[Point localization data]
————

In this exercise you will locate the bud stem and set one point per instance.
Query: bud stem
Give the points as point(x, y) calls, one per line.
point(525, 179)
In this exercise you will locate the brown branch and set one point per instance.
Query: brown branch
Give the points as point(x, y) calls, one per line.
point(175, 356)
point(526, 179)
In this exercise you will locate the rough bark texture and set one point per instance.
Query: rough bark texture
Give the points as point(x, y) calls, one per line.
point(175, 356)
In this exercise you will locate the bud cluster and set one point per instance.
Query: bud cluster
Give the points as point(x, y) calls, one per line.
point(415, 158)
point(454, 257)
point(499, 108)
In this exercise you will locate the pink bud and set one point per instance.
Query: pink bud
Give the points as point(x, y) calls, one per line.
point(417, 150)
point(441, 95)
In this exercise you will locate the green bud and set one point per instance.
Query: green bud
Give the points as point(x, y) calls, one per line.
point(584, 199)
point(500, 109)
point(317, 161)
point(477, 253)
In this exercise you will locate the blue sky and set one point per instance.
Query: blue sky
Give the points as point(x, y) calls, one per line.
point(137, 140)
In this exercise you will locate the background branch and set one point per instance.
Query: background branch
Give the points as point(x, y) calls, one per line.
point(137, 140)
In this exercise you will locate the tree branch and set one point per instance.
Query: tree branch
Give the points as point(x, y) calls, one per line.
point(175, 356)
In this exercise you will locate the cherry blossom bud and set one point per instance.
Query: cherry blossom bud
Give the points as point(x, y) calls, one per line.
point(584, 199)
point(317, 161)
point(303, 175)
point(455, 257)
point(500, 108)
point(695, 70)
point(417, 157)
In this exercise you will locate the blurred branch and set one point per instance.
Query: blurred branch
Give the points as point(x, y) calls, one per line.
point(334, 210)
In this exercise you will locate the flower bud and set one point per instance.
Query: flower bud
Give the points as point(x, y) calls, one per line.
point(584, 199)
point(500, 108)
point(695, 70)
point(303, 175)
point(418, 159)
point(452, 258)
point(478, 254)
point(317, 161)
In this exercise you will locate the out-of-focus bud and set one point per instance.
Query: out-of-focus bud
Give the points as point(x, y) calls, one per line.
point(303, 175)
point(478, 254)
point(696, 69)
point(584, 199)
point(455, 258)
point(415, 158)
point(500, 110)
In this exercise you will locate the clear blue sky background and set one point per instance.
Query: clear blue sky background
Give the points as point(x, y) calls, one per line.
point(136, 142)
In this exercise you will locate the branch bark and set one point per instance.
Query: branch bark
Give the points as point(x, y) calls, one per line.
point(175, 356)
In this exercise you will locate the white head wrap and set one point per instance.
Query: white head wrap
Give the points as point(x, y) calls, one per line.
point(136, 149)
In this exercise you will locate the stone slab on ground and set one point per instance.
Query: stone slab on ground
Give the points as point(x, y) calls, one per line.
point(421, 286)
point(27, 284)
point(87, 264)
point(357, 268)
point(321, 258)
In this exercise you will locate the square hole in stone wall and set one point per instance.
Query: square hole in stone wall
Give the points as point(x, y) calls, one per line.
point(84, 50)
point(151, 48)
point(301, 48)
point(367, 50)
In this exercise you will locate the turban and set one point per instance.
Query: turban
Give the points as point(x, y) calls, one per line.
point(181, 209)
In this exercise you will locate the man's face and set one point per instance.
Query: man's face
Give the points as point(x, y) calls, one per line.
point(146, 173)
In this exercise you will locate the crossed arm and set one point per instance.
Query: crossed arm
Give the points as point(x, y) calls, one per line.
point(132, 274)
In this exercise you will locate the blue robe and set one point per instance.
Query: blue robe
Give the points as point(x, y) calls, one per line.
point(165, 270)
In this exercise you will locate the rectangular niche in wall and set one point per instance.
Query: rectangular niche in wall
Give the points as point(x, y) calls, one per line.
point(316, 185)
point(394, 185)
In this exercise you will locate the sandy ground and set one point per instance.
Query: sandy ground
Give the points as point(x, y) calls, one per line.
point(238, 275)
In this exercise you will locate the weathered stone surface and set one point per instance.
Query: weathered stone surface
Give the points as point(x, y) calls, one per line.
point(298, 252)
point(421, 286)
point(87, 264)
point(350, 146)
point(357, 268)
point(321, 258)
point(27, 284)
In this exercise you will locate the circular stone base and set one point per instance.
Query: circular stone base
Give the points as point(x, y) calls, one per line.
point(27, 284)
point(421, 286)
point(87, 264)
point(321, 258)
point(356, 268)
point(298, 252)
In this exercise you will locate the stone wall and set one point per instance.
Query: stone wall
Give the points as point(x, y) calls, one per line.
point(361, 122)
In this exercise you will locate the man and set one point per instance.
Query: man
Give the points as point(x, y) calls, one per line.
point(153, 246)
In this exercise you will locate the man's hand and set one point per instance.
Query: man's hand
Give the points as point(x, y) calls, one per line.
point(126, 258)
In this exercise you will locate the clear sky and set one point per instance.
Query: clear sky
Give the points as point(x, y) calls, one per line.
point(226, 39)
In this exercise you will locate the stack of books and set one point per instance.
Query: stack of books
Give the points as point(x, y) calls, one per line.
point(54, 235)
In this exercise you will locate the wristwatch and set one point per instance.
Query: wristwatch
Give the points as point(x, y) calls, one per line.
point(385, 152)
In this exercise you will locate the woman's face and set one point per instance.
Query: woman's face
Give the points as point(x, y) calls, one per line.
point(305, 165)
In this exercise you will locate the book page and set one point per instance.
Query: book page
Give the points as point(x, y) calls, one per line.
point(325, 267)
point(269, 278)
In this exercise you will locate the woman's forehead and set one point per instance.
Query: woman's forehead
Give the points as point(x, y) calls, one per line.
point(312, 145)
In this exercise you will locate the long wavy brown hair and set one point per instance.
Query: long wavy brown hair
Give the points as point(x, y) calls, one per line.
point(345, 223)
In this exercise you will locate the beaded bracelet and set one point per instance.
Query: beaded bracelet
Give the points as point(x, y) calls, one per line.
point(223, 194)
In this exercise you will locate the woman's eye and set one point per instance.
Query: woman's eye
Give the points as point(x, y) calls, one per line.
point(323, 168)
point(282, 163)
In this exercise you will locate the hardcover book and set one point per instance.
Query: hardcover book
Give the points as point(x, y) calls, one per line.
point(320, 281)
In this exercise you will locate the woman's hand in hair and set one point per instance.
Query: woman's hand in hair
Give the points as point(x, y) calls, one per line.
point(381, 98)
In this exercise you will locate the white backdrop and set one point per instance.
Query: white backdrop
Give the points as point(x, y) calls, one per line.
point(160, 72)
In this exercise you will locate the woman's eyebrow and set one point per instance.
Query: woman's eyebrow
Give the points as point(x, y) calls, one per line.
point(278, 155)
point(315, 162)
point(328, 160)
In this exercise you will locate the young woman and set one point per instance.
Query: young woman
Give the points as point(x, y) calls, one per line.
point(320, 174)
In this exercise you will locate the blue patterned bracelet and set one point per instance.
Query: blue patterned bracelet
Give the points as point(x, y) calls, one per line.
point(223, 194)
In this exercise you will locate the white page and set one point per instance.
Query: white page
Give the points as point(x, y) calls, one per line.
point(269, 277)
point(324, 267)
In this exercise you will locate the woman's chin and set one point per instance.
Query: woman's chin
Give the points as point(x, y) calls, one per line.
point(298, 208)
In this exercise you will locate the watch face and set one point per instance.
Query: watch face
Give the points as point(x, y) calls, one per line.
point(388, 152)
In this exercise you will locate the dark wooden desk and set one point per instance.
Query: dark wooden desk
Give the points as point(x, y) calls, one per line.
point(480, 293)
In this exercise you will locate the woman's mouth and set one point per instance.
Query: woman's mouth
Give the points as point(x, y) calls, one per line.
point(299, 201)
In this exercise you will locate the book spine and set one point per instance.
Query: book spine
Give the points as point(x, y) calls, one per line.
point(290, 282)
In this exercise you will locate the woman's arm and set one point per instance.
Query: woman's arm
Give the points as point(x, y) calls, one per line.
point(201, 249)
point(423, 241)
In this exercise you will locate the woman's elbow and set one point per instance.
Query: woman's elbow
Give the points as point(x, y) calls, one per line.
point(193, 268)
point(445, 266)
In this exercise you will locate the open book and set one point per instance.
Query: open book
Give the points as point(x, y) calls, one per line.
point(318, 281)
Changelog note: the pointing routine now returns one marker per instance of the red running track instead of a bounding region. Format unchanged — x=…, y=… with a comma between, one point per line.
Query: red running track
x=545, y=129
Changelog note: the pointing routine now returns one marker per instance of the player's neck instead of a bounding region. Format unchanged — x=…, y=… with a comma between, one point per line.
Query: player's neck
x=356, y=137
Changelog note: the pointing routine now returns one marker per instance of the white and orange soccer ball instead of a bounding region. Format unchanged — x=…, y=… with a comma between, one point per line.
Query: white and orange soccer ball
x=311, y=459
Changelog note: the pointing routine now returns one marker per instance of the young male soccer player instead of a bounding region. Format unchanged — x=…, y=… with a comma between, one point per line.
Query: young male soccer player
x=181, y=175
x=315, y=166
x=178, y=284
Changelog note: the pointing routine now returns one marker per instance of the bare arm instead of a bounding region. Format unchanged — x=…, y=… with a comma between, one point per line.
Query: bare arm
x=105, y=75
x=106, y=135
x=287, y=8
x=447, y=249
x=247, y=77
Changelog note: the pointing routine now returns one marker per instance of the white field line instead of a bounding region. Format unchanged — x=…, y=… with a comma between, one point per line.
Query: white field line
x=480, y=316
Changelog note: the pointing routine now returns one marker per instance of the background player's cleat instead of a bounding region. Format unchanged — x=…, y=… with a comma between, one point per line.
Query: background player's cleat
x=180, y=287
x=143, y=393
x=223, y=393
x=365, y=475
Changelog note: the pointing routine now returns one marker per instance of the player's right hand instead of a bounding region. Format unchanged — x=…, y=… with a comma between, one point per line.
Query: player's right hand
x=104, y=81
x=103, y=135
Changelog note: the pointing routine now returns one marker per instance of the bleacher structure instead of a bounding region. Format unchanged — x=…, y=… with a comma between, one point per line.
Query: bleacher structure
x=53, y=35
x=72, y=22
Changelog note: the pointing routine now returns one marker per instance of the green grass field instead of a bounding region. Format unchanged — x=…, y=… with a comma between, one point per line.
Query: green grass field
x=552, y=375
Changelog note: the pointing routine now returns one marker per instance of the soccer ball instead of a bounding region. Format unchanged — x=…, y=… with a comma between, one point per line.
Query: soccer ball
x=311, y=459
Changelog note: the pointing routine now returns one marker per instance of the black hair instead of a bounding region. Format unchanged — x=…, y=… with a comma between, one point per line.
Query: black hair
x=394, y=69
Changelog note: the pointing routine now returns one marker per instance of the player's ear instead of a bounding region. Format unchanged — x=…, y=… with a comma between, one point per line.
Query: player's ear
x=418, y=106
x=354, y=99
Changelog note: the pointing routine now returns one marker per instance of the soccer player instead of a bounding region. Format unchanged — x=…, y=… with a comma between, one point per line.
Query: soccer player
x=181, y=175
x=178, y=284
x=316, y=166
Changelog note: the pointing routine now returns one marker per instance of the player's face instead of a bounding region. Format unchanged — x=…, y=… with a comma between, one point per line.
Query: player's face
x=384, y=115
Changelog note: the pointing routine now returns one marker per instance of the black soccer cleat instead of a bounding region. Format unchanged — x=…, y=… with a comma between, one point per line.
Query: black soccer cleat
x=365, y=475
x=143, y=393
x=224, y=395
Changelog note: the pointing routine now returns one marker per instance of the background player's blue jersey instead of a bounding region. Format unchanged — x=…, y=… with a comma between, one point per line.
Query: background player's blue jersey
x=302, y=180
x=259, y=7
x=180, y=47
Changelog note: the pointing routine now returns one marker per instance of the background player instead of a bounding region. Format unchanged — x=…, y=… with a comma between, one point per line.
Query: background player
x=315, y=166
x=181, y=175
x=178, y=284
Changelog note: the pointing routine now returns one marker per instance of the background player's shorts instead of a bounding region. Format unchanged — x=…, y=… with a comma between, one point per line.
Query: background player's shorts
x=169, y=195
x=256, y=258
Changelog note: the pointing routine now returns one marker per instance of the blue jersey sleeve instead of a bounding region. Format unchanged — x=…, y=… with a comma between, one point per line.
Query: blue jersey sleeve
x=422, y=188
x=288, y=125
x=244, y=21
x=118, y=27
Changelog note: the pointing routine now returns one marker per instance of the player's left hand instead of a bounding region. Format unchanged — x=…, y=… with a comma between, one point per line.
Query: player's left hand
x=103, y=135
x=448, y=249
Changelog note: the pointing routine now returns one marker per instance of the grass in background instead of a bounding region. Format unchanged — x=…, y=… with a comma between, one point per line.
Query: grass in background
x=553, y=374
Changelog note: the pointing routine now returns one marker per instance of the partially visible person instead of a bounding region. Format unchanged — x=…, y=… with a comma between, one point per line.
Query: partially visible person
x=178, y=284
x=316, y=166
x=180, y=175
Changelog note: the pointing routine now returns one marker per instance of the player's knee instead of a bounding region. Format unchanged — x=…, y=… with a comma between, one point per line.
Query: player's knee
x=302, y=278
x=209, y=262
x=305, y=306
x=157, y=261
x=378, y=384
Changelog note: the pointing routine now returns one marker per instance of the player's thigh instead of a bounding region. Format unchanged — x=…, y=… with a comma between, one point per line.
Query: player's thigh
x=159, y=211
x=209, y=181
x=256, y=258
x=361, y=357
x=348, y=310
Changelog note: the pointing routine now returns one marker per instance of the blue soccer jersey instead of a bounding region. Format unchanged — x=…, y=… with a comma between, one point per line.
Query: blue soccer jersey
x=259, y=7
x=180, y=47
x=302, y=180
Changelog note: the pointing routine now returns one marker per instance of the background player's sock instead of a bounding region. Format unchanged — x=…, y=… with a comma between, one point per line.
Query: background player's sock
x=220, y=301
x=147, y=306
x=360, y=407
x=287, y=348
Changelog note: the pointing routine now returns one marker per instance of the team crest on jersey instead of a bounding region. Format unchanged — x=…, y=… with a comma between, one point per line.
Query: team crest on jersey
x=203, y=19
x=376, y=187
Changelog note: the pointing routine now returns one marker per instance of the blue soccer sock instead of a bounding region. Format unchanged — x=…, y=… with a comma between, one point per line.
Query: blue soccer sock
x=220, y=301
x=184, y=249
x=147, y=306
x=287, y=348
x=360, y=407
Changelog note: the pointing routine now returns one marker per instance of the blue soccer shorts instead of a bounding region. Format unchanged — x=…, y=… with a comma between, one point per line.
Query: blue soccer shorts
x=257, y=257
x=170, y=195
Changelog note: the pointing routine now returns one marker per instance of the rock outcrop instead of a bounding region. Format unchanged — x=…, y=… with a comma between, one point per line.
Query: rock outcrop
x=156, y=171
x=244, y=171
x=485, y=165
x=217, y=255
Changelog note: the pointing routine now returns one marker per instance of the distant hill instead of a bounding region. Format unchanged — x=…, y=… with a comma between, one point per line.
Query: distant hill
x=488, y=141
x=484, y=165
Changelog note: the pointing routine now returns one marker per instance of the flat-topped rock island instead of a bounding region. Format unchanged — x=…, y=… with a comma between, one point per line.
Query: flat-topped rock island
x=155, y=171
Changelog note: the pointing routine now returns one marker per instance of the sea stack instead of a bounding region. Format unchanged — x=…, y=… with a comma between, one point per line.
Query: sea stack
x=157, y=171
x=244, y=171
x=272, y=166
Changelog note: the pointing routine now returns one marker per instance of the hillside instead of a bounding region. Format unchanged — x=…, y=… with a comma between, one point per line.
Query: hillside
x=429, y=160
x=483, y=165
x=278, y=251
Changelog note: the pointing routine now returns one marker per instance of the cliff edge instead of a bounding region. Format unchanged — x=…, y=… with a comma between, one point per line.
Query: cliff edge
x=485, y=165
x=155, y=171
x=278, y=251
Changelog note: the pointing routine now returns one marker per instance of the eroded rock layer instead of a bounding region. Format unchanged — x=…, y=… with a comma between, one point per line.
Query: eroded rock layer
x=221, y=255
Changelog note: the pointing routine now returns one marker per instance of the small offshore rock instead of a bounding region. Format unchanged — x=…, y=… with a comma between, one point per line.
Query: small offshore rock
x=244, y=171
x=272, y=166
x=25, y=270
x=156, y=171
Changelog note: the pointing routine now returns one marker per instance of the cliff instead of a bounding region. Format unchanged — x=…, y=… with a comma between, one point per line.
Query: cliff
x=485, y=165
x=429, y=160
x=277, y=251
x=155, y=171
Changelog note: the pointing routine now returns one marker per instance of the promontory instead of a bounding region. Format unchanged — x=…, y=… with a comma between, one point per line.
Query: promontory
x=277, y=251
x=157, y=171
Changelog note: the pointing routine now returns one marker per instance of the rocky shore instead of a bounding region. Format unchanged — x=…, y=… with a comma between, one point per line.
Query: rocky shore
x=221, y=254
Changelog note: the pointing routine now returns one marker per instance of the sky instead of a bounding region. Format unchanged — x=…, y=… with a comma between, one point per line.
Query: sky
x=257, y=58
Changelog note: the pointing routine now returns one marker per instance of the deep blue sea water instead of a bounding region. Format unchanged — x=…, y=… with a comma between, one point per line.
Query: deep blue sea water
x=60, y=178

————

> _WHAT THIS TASK INVOLVES_
Working from the records above, write out verbatim only the lines from the line containing "Query: woman's hand in hair" through the line containing "In this exercise you will locate the white page".

> _RESPONSE BOX_
Query: woman's hand in hair
Give the points as point(x, y) calls, one per line.
point(381, 98)
In this exercise you will locate the white backdrop and set one point per instance.
Query: white backdrop
Give the points as point(x, y) calls, one per line.
point(160, 72)
In this exercise you will locate the woman's eyebrow and set one point per instance.
Query: woman's eyebrow
Give the points as point(x, y) calls, one per line.
point(278, 155)
point(315, 162)
point(328, 160)
In this exercise you will locate the young woman and set one point per instance.
Query: young woman
Give the points as point(x, y) calls, one per line.
point(320, 174)
In this exercise you will locate the blue patterned bracelet and set one point per instance.
Query: blue patterned bracelet
Give the points as point(x, y) calls, one per line.
point(223, 194)
In this exercise you will locate the white page and set one point per instance.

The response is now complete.